- [Requirement A]: Report how many lines of the listing contain the string "blue", giving only the number. Case counts.

Class overview
- Name: Khabarovsk class
- Builders: Sevmash

General characteristics
- Type: SSN/SSGN
- Displacement: Surfaced: 10,000 tons
- Length: 113 m to 135-140 m
- Beam: 10+ m to 13.5 m
- Installed power: Nuclear reactor
- Range: Unlimited
- Armament: 6 x Poseidon drones

= Khabarovsk-class submarine =

Series of Russian nuclear-powered submarines

The Khabarovsk class, or Project 09851 is a class of nuclear submarines under construction for the Russian Navy.

== Development ==
The lead submarine Khabarovsk was slated to be floated in June 2020. However, the launch was delayed till 2025. This class of submarines is based on the Borei-class submarine's hull, but is significantly smaller as it does not have the ballistic missile section. Surface displacement is reported to be about 10,000 tons. The class is intended to carry six Poseidon long-range nuclear torpedoes, and will be the second submarine to carry this weapon after . The class is also likely to carry anti-ship and land-attack missiles, in addition to torpedoes.

== Characteristics ==
A limited data available from open sources suggest the following specifications for the submarine:
- length — 113 m to 135-140 m
- width — 10+ m to 13.5 m
- displacement — 10 000 tons
- underwater speed — up to 30-32 knots
- operational depth — up to 500 m
- crew — 100 seamen
- mission duration — 90-120 days

==Units==
According to the open sources, a total of three or four submarines have been ordered. However, while some sources suggest all the submarines are of the same class (Project 09851), others suggest that the follow-on boats could be from a separate class (09853).

Labeling and segmentation records:
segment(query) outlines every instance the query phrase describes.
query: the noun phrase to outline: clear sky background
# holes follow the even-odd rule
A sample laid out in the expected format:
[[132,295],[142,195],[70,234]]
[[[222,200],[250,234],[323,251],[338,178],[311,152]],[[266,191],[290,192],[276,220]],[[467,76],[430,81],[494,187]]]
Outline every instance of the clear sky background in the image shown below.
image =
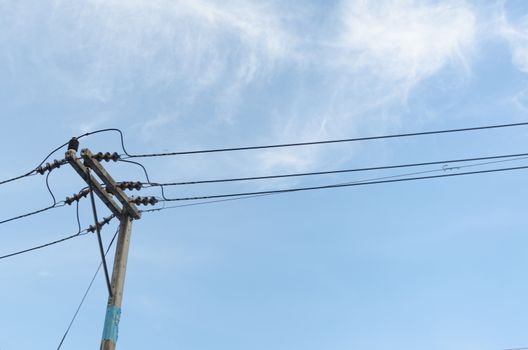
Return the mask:
[[[121,128],[130,153],[149,153],[523,122],[527,15],[524,0],[0,0],[0,180],[100,128]],[[185,181],[521,153],[527,136],[512,128],[141,161],[153,181]],[[121,152],[117,133],[81,147]],[[145,180],[130,164],[108,170]],[[118,348],[528,346],[526,179],[521,171],[146,213],[133,226]],[[69,166],[49,181],[58,200],[84,186]],[[51,201],[40,175],[1,186],[0,198],[0,219]],[[80,214],[83,228],[93,223],[88,200]],[[106,243],[115,229],[103,230]],[[74,206],[3,224],[0,255],[76,231]],[[0,349],[56,349],[99,262],[94,235],[0,260]],[[63,349],[98,348],[106,301],[99,274]]]

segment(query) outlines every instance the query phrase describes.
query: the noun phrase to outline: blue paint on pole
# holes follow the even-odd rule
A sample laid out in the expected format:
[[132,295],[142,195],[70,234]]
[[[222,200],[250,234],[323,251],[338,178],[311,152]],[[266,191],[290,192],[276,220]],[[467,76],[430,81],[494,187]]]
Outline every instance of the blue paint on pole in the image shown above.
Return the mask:
[[106,308],[105,326],[103,329],[103,340],[117,342],[119,319],[121,318],[121,308],[115,305],[108,305]]

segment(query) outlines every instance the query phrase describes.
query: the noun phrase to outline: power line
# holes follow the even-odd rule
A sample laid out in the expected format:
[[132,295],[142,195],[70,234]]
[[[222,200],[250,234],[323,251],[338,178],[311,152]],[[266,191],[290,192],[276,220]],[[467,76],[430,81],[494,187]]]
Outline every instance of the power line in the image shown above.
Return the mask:
[[[518,158],[518,159],[525,159],[525,157]],[[406,177],[406,176],[414,176],[414,175],[421,175],[421,174],[427,174],[427,173],[435,173],[435,172],[439,172],[439,171],[445,172],[447,170],[471,168],[471,167],[475,167],[475,166],[482,166],[482,165],[489,165],[489,164],[495,164],[495,163],[501,163],[501,162],[508,162],[508,161],[512,161],[512,160],[517,160],[517,159],[511,159],[511,160],[507,159],[507,160],[500,160],[500,161],[494,161],[494,162],[485,162],[485,163],[463,165],[463,166],[456,167],[456,168],[444,168],[444,167],[442,167],[441,169],[433,169],[433,170],[426,170],[426,171],[419,171],[419,172],[412,172],[412,173],[403,173],[403,174],[397,174],[397,175],[389,175],[389,176],[381,176],[381,177],[375,177],[375,178],[370,178],[370,179],[357,180],[357,181],[352,181],[352,182],[346,182],[345,184],[352,184],[352,183],[360,184],[360,183],[363,183],[363,182],[371,182],[371,181],[386,180],[386,179],[396,179],[396,178],[402,178],[402,177]],[[163,207],[154,208],[154,209],[146,209],[146,210],[142,210],[141,212],[142,213],[152,213],[152,212],[158,212],[158,211],[163,211],[163,210],[168,210],[168,209],[177,209],[177,208],[183,208],[183,207],[214,204],[214,203],[221,203],[221,202],[231,202],[231,201],[236,201],[236,200],[251,199],[251,198],[256,198],[256,197],[264,197],[264,196],[271,196],[271,195],[277,195],[277,194],[281,194],[281,193],[265,193],[265,194],[255,194],[255,195],[247,195],[247,196],[239,196],[239,197],[229,197],[229,198],[223,198],[223,199],[208,200],[208,201],[198,202],[198,203],[186,203],[186,204],[172,205],[172,206],[165,206],[166,202],[165,201],[161,201],[163,203]]]
[[391,138],[400,138],[400,137],[413,137],[413,136],[448,134],[448,133],[469,132],[469,131],[489,130],[489,129],[499,129],[499,128],[510,128],[510,127],[519,127],[519,126],[527,126],[527,125],[528,125],[528,122],[522,122],[522,123],[510,123],[510,124],[496,124],[496,125],[476,126],[476,127],[459,128],[459,129],[443,129],[443,130],[411,132],[411,133],[402,133],[402,134],[391,134],[391,135],[378,135],[378,136],[367,136],[367,137],[357,137],[357,138],[346,138],[346,139],[337,139],[337,140],[296,142],[296,143],[283,143],[283,144],[246,146],[246,147],[216,148],[216,149],[206,149],[206,150],[181,151],[181,152],[165,152],[165,153],[128,154],[127,152],[125,152],[125,154],[128,156],[128,158],[179,156],[179,155],[190,155],[190,154],[201,154],[201,153],[248,151],[248,150],[257,150],[257,149],[298,147],[298,146],[313,146],[313,145],[323,145],[323,144],[332,144],[332,143],[370,141],[370,140],[381,140],[381,139],[391,139]]
[[80,231],[74,235],[71,235],[71,236],[68,236],[68,237],[64,237],[64,238],[61,238],[61,239],[58,239],[56,241],[53,241],[53,242],[49,242],[49,243],[46,243],[46,244],[41,244],[41,245],[38,245],[36,247],[33,247],[33,248],[28,248],[28,249],[24,249],[24,250],[21,250],[21,251],[18,251],[18,252],[15,252],[15,253],[11,253],[11,254],[7,254],[7,255],[3,255],[3,256],[0,256],[0,260],[2,259],[6,259],[6,258],[10,258],[12,256],[16,256],[16,255],[20,255],[20,254],[24,254],[24,253],[29,253],[29,252],[32,252],[34,250],[38,250],[38,249],[42,249],[42,248],[46,248],[46,247],[49,247],[49,246],[52,246],[52,245],[55,245],[55,244],[58,244],[58,243],[62,243],[64,241],[67,241],[67,240],[70,240],[72,238],[75,238],[75,237],[79,237],[79,236],[82,236],[83,232],[87,232],[87,230],[84,230],[84,231]]
[[[106,252],[104,253],[104,255],[106,256],[108,254],[108,251],[110,251],[110,248],[112,247],[112,245],[114,244],[114,241],[117,237],[117,234],[119,233],[119,227],[118,229],[116,230],[115,234],[114,234],[114,237],[112,237],[112,240],[110,241],[110,244],[108,245],[108,248],[106,248]],[[62,344],[64,343],[64,340],[66,339],[66,336],[68,335],[68,333],[70,332],[70,329],[73,325],[73,323],[75,322],[75,319],[77,318],[77,315],[79,314],[79,311],[81,310],[81,307],[84,303],[84,300],[86,299],[86,297],[88,296],[88,293],[90,292],[90,289],[92,288],[92,285],[93,283],[95,282],[95,278],[97,277],[97,274],[99,273],[99,271],[101,270],[101,266],[103,265],[103,262],[101,261],[99,263],[99,267],[97,267],[97,270],[95,271],[93,277],[92,277],[92,280],[90,281],[90,284],[88,285],[88,288],[86,288],[86,291],[84,292],[84,295],[83,297],[81,298],[81,301],[79,303],[79,305],[77,306],[77,309],[75,310],[75,313],[73,314],[73,317],[70,321],[70,323],[68,324],[68,327],[66,328],[66,331],[64,332],[64,335],[62,336],[61,338],[61,341],[59,343],[59,345],[57,346],[57,350],[59,350],[62,346]]]
[[[114,215],[111,215],[109,217],[104,218],[101,222],[99,222],[99,224],[98,224],[99,227],[107,225],[108,223],[110,223],[110,221],[114,217],[115,217]],[[93,226],[93,225],[90,225],[88,228],[86,228],[84,230],[81,230],[79,228],[77,233],[75,233],[75,234],[73,234],[71,236],[67,236],[67,237],[58,239],[56,241],[48,242],[48,243],[41,244],[41,245],[38,245],[38,246],[35,246],[35,247],[32,247],[32,248],[28,248],[28,249],[24,249],[24,250],[20,250],[20,251],[14,252],[14,253],[10,253],[10,254],[6,254],[6,255],[3,255],[3,256],[0,256],[0,260],[1,259],[6,259],[6,258],[9,258],[9,257],[12,257],[12,256],[24,254],[24,253],[29,253],[29,252],[32,252],[34,250],[46,248],[46,247],[49,247],[49,246],[52,246],[52,245],[55,245],[55,244],[62,243],[64,241],[70,240],[70,239],[75,238],[75,237],[83,236],[83,235],[87,234],[88,232],[94,232],[94,231],[95,231],[95,226]]]
[[38,210],[29,212],[29,213],[26,213],[26,214],[22,214],[22,215],[18,215],[18,216],[9,218],[9,219],[2,220],[2,221],[0,221],[0,225],[8,223],[10,221],[20,220],[20,219],[26,218],[28,216],[32,216],[32,215],[36,215],[36,214],[39,214],[39,213],[43,213],[43,212],[51,210],[51,209],[60,208],[60,207],[63,207],[65,205],[66,204],[64,202],[55,203],[54,205],[50,205],[49,207],[46,207],[46,208],[38,209]]
[[239,192],[239,193],[227,193],[227,194],[217,194],[217,195],[197,196],[197,197],[181,197],[181,198],[164,199],[162,201],[166,201],[166,202],[194,201],[194,200],[205,200],[205,199],[218,199],[218,198],[256,196],[256,195],[290,193],[290,192],[301,192],[301,191],[313,191],[313,190],[322,190],[322,189],[331,189],[331,188],[341,188],[341,187],[353,187],[353,186],[364,186],[364,185],[393,183],[393,182],[405,182],[405,181],[415,181],[415,180],[429,180],[429,179],[436,179],[436,178],[443,178],[443,177],[477,175],[477,174],[486,174],[486,173],[495,173],[495,172],[504,172],[504,171],[514,171],[514,170],[522,170],[522,169],[528,169],[528,165],[527,166],[519,166],[519,167],[510,167],[510,168],[499,168],[499,169],[469,171],[469,172],[457,173],[457,174],[443,174],[443,175],[429,175],[429,176],[419,176],[419,177],[408,177],[408,178],[403,178],[403,179],[365,181],[365,182],[359,182],[359,183],[357,183],[357,182],[354,182],[354,183],[341,183],[341,184],[332,184],[332,185],[323,185],[323,186],[289,188],[289,189],[283,189],[283,190]]
[[143,185],[148,185],[148,186],[144,186],[144,187],[148,188],[148,187],[157,187],[157,186],[161,186],[161,187],[163,187],[163,186],[183,186],[183,185],[212,184],[212,183],[222,183],[222,182],[268,180],[268,179],[279,179],[279,178],[289,178],[289,177],[330,175],[330,174],[342,174],[342,173],[363,172],[363,171],[373,171],[373,170],[388,170],[388,169],[398,169],[398,168],[410,168],[410,167],[420,167],[420,166],[428,166],[428,165],[462,163],[462,162],[493,160],[493,159],[517,158],[517,159],[513,159],[513,160],[520,160],[520,159],[526,159],[527,156],[528,156],[528,153],[517,153],[517,154],[507,154],[507,155],[499,155],[499,156],[487,156],[487,157],[477,157],[477,158],[462,158],[462,159],[449,159],[449,160],[439,160],[439,161],[422,162],[422,163],[407,163],[407,164],[386,165],[386,166],[367,167],[367,168],[353,168],[353,169],[341,169],[341,170],[329,170],[329,171],[315,171],[315,172],[304,172],[304,173],[293,173],[293,174],[250,176],[250,177],[224,178],[224,179],[213,179],[213,180],[197,180],[197,181],[184,181],[184,182],[168,182],[168,183],[147,182],[147,183],[143,183]]
[[[107,128],[107,129],[99,129],[99,130],[95,130],[95,131],[91,131],[91,132],[87,132],[87,133],[84,133],[82,135],[79,135],[77,136],[76,138],[77,139],[81,139],[81,138],[84,138],[84,137],[87,137],[87,136],[90,136],[90,135],[95,135],[95,134],[99,134],[99,133],[103,133],[103,132],[111,132],[111,131],[115,131],[115,132],[118,132],[119,135],[120,135],[120,139],[121,139],[121,148],[123,149],[123,152],[125,152],[125,154],[128,155],[126,149],[125,149],[125,144],[124,144],[124,140],[123,140],[123,132],[117,128]],[[20,179],[23,179],[25,177],[28,177],[28,176],[33,176],[33,175],[36,175],[37,174],[37,169],[42,166],[46,160],[49,159],[49,157],[51,157],[55,152],[59,151],[61,148],[65,147],[68,145],[68,142],[66,143],[63,143],[62,145],[54,148],[45,158],[42,162],[40,162],[34,169],[28,171],[27,173],[24,173],[22,175],[19,175],[19,176],[15,176],[15,177],[12,177],[12,178],[9,178],[9,179],[6,179],[6,180],[3,180],[3,181],[0,181],[0,185],[3,185],[3,184],[6,184],[6,183],[9,183],[9,182],[12,182],[12,181],[16,181],[16,180],[20,180]]]

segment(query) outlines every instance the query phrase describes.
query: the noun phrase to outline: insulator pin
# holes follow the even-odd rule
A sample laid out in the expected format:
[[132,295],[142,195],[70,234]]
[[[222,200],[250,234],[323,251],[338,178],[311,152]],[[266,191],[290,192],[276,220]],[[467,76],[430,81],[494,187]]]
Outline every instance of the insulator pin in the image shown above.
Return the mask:
[[[104,218],[101,222],[98,223],[99,228],[101,228],[101,227],[103,227],[104,225],[107,225],[108,223],[110,223],[110,221],[112,221],[112,219],[113,219],[114,217],[115,217],[115,215],[110,215],[110,216]],[[88,226],[88,228],[86,229],[86,231],[88,231],[88,232],[92,232],[92,233],[95,232],[95,230],[96,230],[95,225],[90,225],[90,226]]]
[[136,182],[123,181],[123,182],[118,182],[117,187],[119,187],[122,190],[139,191],[143,187],[143,184],[140,181],[136,181]]
[[130,201],[136,205],[155,205],[159,202],[156,197],[133,197]]
[[73,202],[78,202],[81,200],[81,198],[86,198],[86,196],[90,193],[90,189],[86,188],[79,193],[73,194],[71,197],[66,197],[66,200],[64,201],[66,204],[71,205]]
[[45,165],[41,165],[35,170],[40,175],[44,175],[44,173],[46,173],[46,171],[51,172],[52,170],[60,168],[61,165],[64,165],[66,163],[67,163],[66,159],[62,159],[62,160],[55,159],[52,163],[46,163]]
[[117,162],[121,156],[117,153],[117,152],[114,152],[114,153],[110,153],[110,152],[98,152],[96,154],[93,155],[93,158],[95,160],[98,160],[99,162],[101,161],[105,161],[105,162],[109,162],[109,161],[114,161],[114,162]]

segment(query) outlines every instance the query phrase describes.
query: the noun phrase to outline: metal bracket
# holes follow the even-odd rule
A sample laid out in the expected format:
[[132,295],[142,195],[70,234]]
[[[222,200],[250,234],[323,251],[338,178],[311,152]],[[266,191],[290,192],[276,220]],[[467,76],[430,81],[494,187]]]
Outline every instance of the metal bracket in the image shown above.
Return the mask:
[[92,169],[97,176],[103,181],[107,188],[110,189],[112,194],[117,198],[118,201],[123,205],[123,209],[127,211],[128,215],[134,219],[141,218],[141,213],[139,209],[133,204],[130,203],[130,198],[123,192],[121,188],[117,186],[117,183],[114,179],[108,174],[108,172],[103,168],[101,163],[99,163],[94,157],[92,152],[89,149],[85,148],[81,150],[81,157],[84,159],[85,164]]
[[[70,149],[66,152],[66,160],[70,165],[77,171],[77,173],[86,181],[87,184],[92,184],[95,194],[103,201],[104,204],[110,209],[110,211],[117,217],[121,217],[121,208],[112,199],[110,194],[99,184],[97,179],[88,173],[88,169],[77,159],[75,150]],[[94,170],[95,171],[95,170]]]

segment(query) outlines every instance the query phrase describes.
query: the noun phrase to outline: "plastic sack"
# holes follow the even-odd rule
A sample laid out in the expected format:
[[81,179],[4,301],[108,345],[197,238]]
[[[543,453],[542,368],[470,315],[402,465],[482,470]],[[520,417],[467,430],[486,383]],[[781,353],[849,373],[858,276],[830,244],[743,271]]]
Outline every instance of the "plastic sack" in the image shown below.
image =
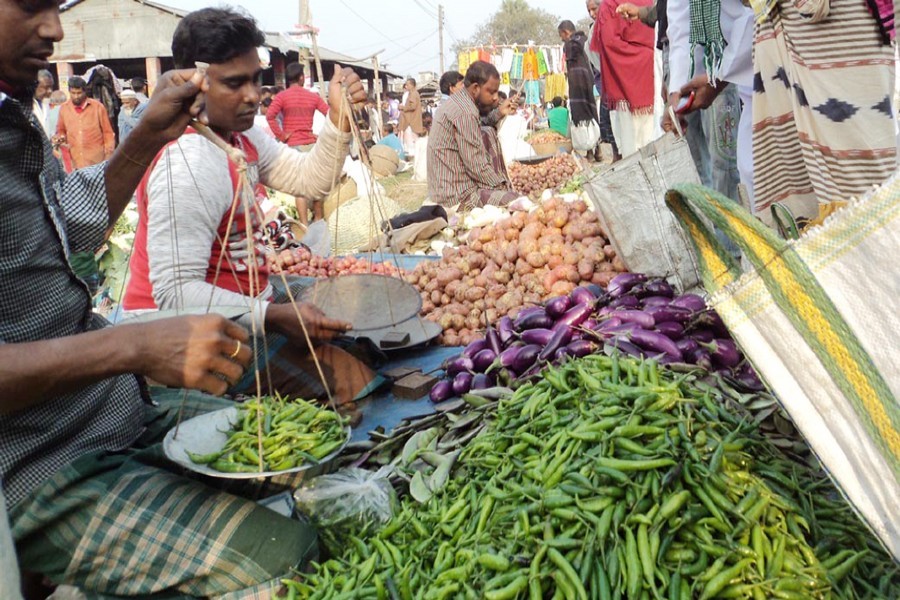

- [Requirement B]:
Answer these questions from the text on the Khabarovsk-class submarine:
(i) Which builder does it name for the class?
(ii) Until what year was the launch of the lead submarine delayed?
(iii) What crew size does it give for the submarine?

- [Reply A]: 2

- [Reply B]:
(i) Sevmash
(ii) 2025
(iii) 100 seamen